Text:
* BEGIN *

# Can SEGA just re-release SegaSonic The Hedgehog...



## Trash_Bandatcoot (Sep 6, 2018)

...and use this for their trailer music?

*
Thanks.*


----------



## FAST6191 (Sep 6, 2018)

https://tubedubber.com/?q=Stqo8KmTz2A:36ExFK9QTlc:0:100:0:0:1

There you go.


----------



## Trash_Bandatcoot (Sep 6, 2018)

Oh wow, I didn't even knew that that tool was a thing!
It sounds really cool though, thanks!
(Also, never heard of SegaSonic The Hedgehog, the game Mighty and Ray originated from?)


----------



## Heran Bago (Sep 6, 2018)

An arcade trackball such as this and _Centipede_'s doesn't emulate well. It's great if you have a trackball mouse and perfect if its ball is in the center. It's a must-play if you somehow have access to a mame cabinet with one to three trackballs.

* END *

Stored data entries:
* BEGIN *

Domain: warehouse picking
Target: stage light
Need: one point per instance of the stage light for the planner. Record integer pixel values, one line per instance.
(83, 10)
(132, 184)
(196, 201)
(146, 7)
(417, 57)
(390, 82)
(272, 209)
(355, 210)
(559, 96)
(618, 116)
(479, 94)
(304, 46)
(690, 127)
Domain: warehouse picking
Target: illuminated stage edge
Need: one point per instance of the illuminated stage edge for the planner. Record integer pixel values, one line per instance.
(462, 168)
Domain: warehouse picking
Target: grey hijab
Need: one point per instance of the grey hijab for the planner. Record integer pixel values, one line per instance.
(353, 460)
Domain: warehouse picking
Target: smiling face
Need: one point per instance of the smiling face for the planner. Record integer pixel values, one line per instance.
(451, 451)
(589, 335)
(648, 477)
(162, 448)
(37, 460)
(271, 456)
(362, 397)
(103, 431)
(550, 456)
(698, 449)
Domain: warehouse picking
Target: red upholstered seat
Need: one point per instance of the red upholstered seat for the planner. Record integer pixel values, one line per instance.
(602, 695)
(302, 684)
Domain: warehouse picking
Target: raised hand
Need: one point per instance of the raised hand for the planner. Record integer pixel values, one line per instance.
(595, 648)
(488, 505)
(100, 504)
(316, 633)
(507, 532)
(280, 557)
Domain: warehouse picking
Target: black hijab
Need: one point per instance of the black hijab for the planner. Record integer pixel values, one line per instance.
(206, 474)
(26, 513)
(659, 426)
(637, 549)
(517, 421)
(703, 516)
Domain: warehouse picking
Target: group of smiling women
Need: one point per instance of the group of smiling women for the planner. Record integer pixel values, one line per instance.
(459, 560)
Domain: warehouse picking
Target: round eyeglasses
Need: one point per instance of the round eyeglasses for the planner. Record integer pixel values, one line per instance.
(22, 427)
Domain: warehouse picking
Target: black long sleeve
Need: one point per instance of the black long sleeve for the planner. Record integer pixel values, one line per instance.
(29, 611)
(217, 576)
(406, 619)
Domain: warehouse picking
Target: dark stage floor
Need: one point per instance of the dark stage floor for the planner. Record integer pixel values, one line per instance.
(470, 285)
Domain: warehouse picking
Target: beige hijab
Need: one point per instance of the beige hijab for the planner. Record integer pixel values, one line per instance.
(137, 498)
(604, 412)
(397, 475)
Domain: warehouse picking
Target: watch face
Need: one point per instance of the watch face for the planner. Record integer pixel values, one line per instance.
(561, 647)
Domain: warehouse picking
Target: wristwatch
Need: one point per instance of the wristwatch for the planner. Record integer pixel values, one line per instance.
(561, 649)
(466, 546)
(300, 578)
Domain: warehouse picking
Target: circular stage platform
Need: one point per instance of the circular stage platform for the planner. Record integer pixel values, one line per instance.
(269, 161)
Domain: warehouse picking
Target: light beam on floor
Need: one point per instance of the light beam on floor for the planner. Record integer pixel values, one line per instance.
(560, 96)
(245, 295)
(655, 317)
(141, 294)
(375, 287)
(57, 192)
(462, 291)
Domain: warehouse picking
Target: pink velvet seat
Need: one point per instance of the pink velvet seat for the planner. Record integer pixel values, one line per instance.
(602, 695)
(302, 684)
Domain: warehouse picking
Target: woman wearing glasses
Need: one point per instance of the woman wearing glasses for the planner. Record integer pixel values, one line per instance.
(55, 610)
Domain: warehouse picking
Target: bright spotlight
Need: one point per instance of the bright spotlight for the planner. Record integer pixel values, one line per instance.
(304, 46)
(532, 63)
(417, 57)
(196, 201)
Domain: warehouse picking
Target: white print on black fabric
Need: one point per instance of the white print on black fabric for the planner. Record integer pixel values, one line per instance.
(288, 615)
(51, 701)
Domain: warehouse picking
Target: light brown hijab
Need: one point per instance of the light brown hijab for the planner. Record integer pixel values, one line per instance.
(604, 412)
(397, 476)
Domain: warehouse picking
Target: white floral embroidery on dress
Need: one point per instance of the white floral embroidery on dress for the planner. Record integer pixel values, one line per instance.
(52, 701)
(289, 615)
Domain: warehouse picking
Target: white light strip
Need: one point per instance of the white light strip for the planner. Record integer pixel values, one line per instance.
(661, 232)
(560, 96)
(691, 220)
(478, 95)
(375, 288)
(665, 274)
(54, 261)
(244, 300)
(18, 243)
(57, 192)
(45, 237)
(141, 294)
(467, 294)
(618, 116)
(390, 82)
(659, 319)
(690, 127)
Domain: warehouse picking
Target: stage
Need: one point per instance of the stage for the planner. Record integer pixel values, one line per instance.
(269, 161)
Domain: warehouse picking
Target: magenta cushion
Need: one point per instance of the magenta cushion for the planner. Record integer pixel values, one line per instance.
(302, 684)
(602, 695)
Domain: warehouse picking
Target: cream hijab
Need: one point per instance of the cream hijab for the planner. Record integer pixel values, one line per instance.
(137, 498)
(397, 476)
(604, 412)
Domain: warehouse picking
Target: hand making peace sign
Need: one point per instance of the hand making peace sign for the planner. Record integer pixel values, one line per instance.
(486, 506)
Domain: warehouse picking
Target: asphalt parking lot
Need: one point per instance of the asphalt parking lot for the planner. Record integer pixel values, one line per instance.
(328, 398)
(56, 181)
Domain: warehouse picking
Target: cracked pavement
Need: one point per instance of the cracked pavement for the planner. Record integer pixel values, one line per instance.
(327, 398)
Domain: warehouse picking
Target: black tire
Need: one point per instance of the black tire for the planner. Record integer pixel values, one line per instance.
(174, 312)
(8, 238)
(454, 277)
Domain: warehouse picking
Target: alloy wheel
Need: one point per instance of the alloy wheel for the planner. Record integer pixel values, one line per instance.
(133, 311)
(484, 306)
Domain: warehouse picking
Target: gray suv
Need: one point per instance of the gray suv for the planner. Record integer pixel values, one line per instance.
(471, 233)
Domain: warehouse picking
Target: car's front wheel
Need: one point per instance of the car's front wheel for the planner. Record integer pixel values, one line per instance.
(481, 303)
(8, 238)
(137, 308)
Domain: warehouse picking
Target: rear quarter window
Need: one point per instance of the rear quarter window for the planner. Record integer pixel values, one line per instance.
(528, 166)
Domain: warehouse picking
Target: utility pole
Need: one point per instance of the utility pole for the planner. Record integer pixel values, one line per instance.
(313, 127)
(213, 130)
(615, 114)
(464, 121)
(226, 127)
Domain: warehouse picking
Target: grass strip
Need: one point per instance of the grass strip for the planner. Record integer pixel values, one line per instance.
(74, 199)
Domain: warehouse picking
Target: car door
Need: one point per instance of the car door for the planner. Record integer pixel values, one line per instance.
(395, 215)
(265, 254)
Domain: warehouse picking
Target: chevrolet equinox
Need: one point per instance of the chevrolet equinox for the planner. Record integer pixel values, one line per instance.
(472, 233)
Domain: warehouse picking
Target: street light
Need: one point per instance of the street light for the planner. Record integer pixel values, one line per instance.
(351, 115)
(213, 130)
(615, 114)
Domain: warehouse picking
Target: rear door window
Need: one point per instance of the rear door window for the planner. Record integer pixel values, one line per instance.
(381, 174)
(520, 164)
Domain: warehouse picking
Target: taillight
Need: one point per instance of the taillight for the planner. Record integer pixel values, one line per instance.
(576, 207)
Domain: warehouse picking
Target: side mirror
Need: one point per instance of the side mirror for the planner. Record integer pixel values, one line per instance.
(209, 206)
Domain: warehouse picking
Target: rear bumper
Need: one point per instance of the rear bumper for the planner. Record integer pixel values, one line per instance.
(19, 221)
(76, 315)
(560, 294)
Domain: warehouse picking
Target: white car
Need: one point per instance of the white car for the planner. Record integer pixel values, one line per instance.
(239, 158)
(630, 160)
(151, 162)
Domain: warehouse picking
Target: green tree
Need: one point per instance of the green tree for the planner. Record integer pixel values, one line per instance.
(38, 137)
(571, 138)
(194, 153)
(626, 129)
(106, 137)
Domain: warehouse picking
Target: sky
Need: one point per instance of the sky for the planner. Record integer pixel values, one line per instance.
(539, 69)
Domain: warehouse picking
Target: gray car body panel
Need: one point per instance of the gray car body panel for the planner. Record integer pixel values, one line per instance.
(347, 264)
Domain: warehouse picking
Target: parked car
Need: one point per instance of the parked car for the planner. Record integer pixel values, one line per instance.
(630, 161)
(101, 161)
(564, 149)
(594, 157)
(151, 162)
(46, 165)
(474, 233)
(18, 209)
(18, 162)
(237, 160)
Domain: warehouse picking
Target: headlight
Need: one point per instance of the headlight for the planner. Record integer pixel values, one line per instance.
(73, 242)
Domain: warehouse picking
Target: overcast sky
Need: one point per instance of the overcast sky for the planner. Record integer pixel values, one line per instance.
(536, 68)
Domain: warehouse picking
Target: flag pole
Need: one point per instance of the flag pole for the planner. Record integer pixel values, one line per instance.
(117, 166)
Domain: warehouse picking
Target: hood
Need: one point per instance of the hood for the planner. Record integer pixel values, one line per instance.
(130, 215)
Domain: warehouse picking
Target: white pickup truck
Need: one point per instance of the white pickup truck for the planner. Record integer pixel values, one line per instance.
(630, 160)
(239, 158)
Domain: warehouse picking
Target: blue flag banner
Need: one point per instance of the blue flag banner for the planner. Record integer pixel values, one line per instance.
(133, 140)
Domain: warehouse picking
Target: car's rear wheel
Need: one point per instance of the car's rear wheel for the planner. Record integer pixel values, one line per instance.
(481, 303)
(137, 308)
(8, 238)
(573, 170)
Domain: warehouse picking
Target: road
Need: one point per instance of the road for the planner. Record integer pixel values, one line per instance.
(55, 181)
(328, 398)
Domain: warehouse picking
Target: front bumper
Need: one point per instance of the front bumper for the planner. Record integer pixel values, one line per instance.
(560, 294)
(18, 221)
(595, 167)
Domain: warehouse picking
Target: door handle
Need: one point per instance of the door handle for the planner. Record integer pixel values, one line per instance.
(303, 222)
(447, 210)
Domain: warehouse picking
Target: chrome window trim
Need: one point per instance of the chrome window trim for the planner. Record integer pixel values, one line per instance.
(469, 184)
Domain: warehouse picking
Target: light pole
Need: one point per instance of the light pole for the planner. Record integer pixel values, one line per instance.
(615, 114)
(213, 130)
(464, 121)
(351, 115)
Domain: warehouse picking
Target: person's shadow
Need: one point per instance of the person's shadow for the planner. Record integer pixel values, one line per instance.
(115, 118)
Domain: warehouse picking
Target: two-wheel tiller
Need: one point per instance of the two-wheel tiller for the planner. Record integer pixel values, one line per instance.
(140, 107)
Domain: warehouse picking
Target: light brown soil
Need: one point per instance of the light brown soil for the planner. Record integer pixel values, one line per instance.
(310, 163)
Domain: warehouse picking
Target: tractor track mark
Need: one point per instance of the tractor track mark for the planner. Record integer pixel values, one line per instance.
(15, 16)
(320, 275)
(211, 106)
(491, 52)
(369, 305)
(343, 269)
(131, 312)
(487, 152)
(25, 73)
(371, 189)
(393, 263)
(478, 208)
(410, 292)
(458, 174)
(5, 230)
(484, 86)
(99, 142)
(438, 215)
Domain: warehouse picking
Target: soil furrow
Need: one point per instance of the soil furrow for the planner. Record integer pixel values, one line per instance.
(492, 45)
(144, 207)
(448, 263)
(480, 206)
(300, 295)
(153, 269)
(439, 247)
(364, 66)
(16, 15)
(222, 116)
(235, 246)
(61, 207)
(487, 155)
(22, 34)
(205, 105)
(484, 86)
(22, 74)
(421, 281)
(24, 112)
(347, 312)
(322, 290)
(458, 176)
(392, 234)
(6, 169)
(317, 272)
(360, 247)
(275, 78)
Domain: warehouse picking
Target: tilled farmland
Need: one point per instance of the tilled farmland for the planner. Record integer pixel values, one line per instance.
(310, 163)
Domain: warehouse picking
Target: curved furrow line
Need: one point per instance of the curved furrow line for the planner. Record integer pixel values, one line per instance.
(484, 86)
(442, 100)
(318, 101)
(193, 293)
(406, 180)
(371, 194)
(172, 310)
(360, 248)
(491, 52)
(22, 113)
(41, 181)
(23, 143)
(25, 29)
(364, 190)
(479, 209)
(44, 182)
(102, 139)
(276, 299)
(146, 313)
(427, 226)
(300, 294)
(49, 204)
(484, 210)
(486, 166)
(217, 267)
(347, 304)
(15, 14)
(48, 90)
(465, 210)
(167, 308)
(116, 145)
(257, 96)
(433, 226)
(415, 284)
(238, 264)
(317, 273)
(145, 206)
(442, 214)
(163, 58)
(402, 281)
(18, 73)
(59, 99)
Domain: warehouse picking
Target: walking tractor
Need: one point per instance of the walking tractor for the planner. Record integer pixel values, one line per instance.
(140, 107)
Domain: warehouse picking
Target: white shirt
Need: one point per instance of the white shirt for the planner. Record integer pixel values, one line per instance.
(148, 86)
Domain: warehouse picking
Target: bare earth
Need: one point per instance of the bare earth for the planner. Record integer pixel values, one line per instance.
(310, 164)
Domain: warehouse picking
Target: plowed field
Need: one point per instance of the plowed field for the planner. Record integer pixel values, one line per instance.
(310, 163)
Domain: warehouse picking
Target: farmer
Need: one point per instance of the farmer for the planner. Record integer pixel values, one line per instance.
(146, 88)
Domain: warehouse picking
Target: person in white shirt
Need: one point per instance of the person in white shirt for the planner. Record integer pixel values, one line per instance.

* END *

Tasks:
1 – Answer these questions using the forum thread on re-releasing SegaSonic The Hedgehog:
(a) Who started the thread, and on what date?
(b) What did FAST6191 write directly after posting the link?
(c) Which other game does Heran Bago name as having an arcade trackball that does not emulate well?
2 – Continue the forum thread about re-releasing SegaSonic The Hedgehog from its last post.
The records above were drawn from a separate source.

Responses per task:
1 –
(a) Trash_Bandatcoot, on Sep 6, 2018.
(b) "There you go."
(c) _Centipede_.

2 –
That game had the best 2D title screen Sonic until Mania, using software graphics rotation for Sonic's finger. Check out some of the unused graphics.


----------



## Trash_Bandatcoot (Sep 6, 2018)

The trackball can easily be simulated on a phone, right?
You have 1 button for jumping (tap) and running (scroll)

--------------------- MERGED ---------------------------

Goddamnit, so there were plans to get the game overseas, as they had the nuts to leave in complete sets of unused Satam-Robotnik sprites, even dialog boxes!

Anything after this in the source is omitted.